**TASK:**
Could the listing below be returned exactly, with its pictures left out?

--- SOURCE MATERIAL ---

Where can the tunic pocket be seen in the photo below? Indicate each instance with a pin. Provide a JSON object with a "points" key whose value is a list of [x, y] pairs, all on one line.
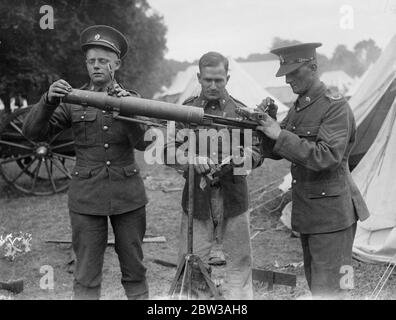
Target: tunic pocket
{"points": [[326, 190], [307, 132], [84, 126], [81, 172]]}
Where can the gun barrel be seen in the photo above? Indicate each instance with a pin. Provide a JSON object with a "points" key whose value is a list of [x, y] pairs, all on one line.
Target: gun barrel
{"points": [[133, 106]]}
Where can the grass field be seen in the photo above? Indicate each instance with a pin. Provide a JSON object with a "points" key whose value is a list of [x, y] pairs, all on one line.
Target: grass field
{"points": [[46, 218]]}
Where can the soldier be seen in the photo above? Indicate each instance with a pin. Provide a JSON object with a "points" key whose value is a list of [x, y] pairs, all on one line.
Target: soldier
{"points": [[106, 183], [317, 136], [221, 217]]}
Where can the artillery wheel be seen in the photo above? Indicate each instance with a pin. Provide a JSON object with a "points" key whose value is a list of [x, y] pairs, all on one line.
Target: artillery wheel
{"points": [[35, 168]]}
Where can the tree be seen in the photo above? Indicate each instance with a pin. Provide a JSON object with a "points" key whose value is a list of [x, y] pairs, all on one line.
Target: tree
{"points": [[344, 59], [367, 52], [279, 42], [31, 58]]}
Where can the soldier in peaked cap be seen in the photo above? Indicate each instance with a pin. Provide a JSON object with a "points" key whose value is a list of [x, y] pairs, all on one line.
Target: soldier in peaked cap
{"points": [[317, 136], [106, 184]]}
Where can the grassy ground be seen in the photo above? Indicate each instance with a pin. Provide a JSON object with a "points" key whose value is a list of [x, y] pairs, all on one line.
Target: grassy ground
{"points": [[46, 218]]}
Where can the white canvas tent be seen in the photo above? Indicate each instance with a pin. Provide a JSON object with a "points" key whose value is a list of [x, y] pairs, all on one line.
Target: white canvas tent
{"points": [[374, 106], [338, 79], [241, 86], [374, 158]]}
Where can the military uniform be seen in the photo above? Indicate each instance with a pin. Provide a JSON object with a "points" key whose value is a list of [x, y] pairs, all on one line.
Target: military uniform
{"points": [[105, 184], [317, 137], [229, 197]]}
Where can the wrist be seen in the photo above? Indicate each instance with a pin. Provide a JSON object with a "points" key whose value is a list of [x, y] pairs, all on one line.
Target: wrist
{"points": [[49, 102]]}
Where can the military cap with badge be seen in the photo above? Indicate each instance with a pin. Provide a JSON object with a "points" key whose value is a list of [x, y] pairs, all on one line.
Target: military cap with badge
{"points": [[104, 36], [293, 57]]}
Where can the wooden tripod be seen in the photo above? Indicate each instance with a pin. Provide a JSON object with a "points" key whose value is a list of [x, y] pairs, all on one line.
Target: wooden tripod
{"points": [[190, 260]]}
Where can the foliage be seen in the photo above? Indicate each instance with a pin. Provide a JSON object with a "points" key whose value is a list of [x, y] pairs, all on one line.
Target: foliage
{"points": [[31, 58]]}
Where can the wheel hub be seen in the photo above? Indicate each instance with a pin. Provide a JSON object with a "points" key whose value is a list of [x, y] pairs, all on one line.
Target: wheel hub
{"points": [[42, 150]]}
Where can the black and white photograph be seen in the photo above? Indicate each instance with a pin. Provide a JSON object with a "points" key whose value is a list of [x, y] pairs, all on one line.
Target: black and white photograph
{"points": [[218, 153]]}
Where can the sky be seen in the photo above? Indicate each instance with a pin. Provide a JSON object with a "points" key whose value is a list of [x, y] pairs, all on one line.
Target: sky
{"points": [[238, 28]]}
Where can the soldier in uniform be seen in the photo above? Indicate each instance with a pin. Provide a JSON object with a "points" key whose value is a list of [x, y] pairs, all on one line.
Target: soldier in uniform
{"points": [[221, 217], [106, 183], [317, 136]]}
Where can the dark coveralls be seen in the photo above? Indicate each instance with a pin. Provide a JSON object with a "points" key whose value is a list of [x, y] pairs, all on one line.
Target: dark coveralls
{"points": [[317, 137], [221, 210], [105, 183]]}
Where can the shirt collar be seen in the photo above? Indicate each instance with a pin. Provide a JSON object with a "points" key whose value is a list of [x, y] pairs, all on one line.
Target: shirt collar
{"points": [[222, 101]]}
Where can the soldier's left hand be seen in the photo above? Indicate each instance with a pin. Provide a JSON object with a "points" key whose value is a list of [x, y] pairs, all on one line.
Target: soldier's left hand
{"points": [[120, 92], [268, 106], [269, 127]]}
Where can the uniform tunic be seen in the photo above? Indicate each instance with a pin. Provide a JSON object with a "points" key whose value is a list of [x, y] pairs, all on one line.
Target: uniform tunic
{"points": [[106, 179], [234, 187], [317, 137]]}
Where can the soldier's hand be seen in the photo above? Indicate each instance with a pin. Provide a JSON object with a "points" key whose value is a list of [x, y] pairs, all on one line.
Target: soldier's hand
{"points": [[269, 127], [203, 165], [119, 92], [268, 106], [58, 90]]}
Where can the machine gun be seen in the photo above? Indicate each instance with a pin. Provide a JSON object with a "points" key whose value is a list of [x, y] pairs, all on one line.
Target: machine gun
{"points": [[126, 108]]}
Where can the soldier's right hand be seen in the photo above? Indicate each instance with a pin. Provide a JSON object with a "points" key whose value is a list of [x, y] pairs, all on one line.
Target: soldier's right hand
{"points": [[268, 106], [203, 165], [58, 90]]}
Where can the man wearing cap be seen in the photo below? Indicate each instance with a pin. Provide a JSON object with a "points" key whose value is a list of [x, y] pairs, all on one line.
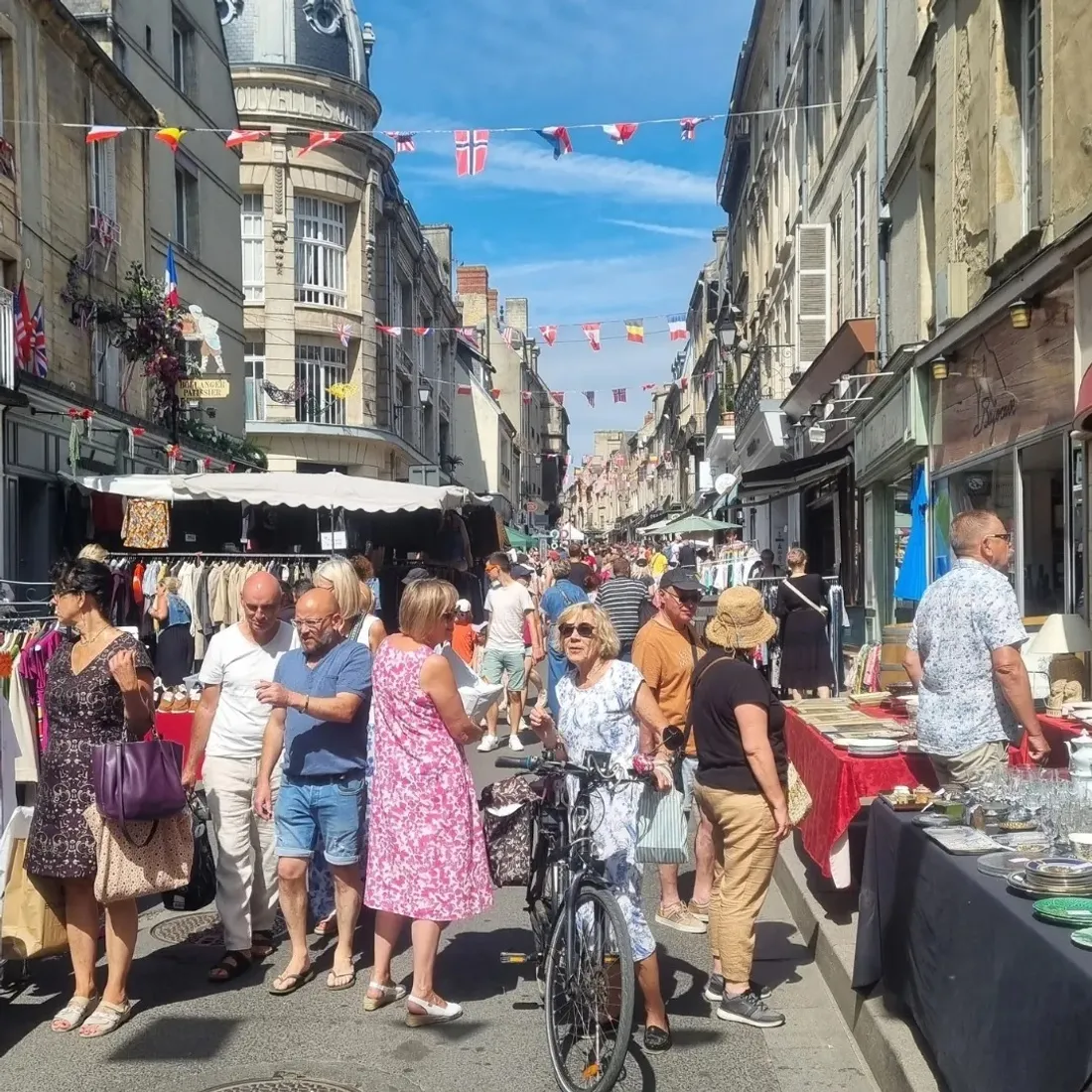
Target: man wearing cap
{"points": [[665, 652]]}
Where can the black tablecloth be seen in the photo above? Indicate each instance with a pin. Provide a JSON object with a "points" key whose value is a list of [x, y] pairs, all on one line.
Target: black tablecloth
{"points": [[1004, 1001]]}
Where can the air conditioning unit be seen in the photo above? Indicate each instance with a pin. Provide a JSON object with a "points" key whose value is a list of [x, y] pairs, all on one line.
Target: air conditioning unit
{"points": [[951, 294]]}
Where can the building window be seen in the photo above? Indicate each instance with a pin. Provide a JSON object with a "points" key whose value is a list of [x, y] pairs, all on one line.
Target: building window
{"points": [[1030, 108], [253, 361], [182, 55], [320, 251], [860, 242], [318, 368], [186, 206], [253, 247]]}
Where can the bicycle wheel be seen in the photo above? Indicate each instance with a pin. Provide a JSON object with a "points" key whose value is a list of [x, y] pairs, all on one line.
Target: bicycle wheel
{"points": [[590, 995]]}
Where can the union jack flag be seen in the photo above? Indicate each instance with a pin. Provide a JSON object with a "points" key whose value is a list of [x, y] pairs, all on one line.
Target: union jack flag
{"points": [[472, 146]]}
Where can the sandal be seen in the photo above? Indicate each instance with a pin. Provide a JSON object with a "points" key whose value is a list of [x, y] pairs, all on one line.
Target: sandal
{"points": [[230, 967], [106, 1019], [73, 1014]]}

---

**REPLY:**
Where can the tunic pocket be seen in the photo below? Indicate each instance with a pin. Provide a JSON object with a "points" key whose value is a list of [x, y] pairs, all on one line.
Target: tunic pocket
{"points": [[326, 190], [307, 132], [84, 126], [81, 172]]}
Where can the gun barrel be seen in the photo above? Indicate each instance with a pin. Provide a JSON object with a "points" key whose value is a list of [x, y] pairs, all on one line.
Target: gun barrel
{"points": [[133, 106]]}
Where can the grass field be seen in the photo above? Indicate each instance with a pin. Provide a JSON object with a "points" key whose value is a list of [x, y] pairs, all on one line.
Target: grass field
{"points": [[46, 218]]}
Where can the soldier be seen in the photo above? Indicate each instance with a pin. Provide a JSON object with a "points" key whose value is a list of [x, y] pairs, all on one line.
Target: soldier
{"points": [[106, 183], [317, 136], [221, 217]]}
Where can the artillery wheel be seen in the photo above? Indicate each instance with a pin. Provide a JSON object with a "points" key whose value is a list of [x, y] pairs, all on one line.
Target: artillery wheel
{"points": [[35, 168]]}
Where can the tree be seen in the photo above? Indicate each instance with a pin. Provide a JSON object with a "points" key whose value is a list of [x, y] pairs, all on one line.
Target: tree
{"points": [[344, 59], [367, 52], [279, 42], [31, 58]]}
Where can the soldier in peaked cap be seen in the photo above? Indicate each instance with a pin. Provide a JSON object with a "points" key whose value is a list of [x, y] pairs, all on one line.
Target: soldier in peaked cap
{"points": [[317, 136], [106, 184]]}
Where can the grassy ground be seen in the photo above? Indicate each instance with a pin. Provide a JSON object with a "points" key whose value is a list of [x, y] pairs, all on one line.
Target: grassy ground
{"points": [[46, 218]]}
Where can the white canvas tent be seen in the photo above? Indicate each instance with a pin. Provide a JSON object with a "points" key whose value is a list of [x, y] pairs, all on one line.
Target: white canvas tent
{"points": [[374, 106], [338, 79], [241, 86], [374, 158]]}
Where can the military uniform be seen in the photo above? Indicate each instance with a pin. Provide a JSON object with a "points" key whose value is a list of [x, y] pairs, all on one line.
Target: military uniform
{"points": [[105, 184], [317, 137], [229, 197]]}
Where can the wrist be seen in the photo above? Indicate each instance with a pin. Provide a JSON object with a "points" key whose value is a list of [x, y] pairs, all on one line.
Target: wrist
{"points": [[49, 102]]}
Where can the military cap with badge be seen in the photo above? Indicate each instance with a pin. Provide a JSON object with a "points" key whose value is a list of [x, y] pairs, all on one line.
Target: military cap with badge
{"points": [[104, 36], [293, 57]]}
Where can the wooden tripod be seen in the photo above? Indicate each instance with a pin. Provide a JSON object with a "points" key whose value is a list of [x, y] pairs, all on one line.
Target: wooden tripod
{"points": [[190, 260]]}
Where can the foliage be seen in the photo above? Indicate each instance with a pin. Provide a JSON object with a "points" key whose value is a list of [x, y] pairs, all on one line.
Target: foliage
{"points": [[31, 58]]}
Where can the wheel hub be seen in the photo above? Indicate each instance with a pin. Provide a JSON object with a "points" key whose value is a list of [x, y] pairs, all on one line.
Target: wheel hub
{"points": [[42, 150]]}
Where can the black and white photograph be seen in the photo above? Indicate each instance with a pin. Provide a JSON object with a "points" key whose value is a list of [x, y] pairs, all on one line.
Target: black and white photograph
{"points": [[218, 153]]}
Where can the sky be seen in the photo above? Indicate each instance with a pin. Provide a JSON object with a "points" key whose value is a list of [x, y] pairs, all on one line.
Target: sky
{"points": [[238, 28]]}
Where can the soldier in uniform be seen in the photo above? Indicate each instance with a pin. Provide a JSON object with a "points" key whose value is a list of [x, y] pairs, all on one line.
Target: soldier in uniform
{"points": [[221, 217], [106, 183], [317, 136]]}
Where can the dark coveralls be seen in the photo above? Indicate each instance with a pin. Provide a JSON object with a "points" key whose value is a list of [x, y] pairs, all on one line.
Target: dark coveralls
{"points": [[317, 137], [221, 210], [105, 183]]}
Where can the shirt collar be seen in the photo above? Indicate each instance with a pin. Provide a JSON object with a "points" key whose value is a list of [x, y] pairs, all on one line.
Target: shirt collar
{"points": [[222, 101]]}
Where can the soldier's left hand be seen in the photo above? Indicate each instance with a pin. Provide a JSON object with a "points" key whose value is a list of [x, y] pairs, all on one line.
Target: soldier's left hand
{"points": [[120, 92], [268, 106], [269, 127]]}
Where can the uniform tunic be seen in the photo above? Indicate each instance with a pin. Provide a JSON object with a "points" key whose value is a list of [x, y] pairs, all on one line.
Target: uniform tunic
{"points": [[106, 179], [234, 187], [317, 137]]}
Where can the soldier's hand be seen in the photo above? Indicate each instance with a pin. Provide a JSON object with a "points" key whose value is a list of [x, y] pairs, all on one line.
Target: soldier's hand
{"points": [[269, 127], [203, 165], [119, 92], [268, 106], [58, 90]]}
Where can the machine gun be seen in the photo above? Indicate each instance with a pin. Provide a JSON object with a "points" key whose value is a list of [x, y] pairs, all on one line.
Target: machine gun
{"points": [[126, 108]]}
Where can the soldier's right hand be seen in the photo above? Indicate each instance with a pin. Provide a JSON object with a "points" key whose value is a list of [x, y] pairs, all on one line.
Target: soldier's right hand
{"points": [[268, 106], [203, 165], [58, 90]]}
Where can the man wearing cap be seen in the photo below? Indicate each instance with a pin. Provide a JSON object with a "points" key whose value is a list of [x, y] pairs, all on one line.
Target: man wearing cap
{"points": [[665, 652]]}
Where can the black tablecloth be seen in the photo above? Indicate each instance with a pin. Provide a JSON object with a "points" key whose value is a list of [x, y] pairs, all on one line.
Target: black tablecloth
{"points": [[1004, 1001]]}
Where can the air conditioning unit be seen in the photo above? Indicate each instance with a pin. Provide a JSON object with a "points" key whose value is a list of [x, y] pairs, all on one line.
Target: air conditioning unit
{"points": [[951, 294]]}
Where can the building window be seen in the photo above? Indicate each instance with a pin. Provide a JSON object with a "points" key whose value is a list of [x, y] pairs, all on one line.
Target: building window
{"points": [[1030, 108], [253, 361], [182, 55], [320, 251], [860, 242], [318, 368], [186, 206], [253, 247]]}
Where can the bicycle wheel be seen in the photo above? Indicate each instance with a pin. Provide a JSON object with a "points" key whose value is a list of [x, y] pairs, all on one line.
Target: bicycle wheel
{"points": [[590, 995]]}
Where can the union jack flag be seen in the photo above? Indicate each instance with a pin. Provide a JSON object with a "points" key whose value is a list of [x, y] pairs, all on one line.
Target: union jack flag
{"points": [[472, 146]]}
Where can the sandal be seen in the photo above? Indicate each instance with a pin. Provide a JSON object with a "points" key whose value is a list of [x, y] pairs, all on one line.
Target: sandal
{"points": [[230, 967], [106, 1019], [73, 1014]]}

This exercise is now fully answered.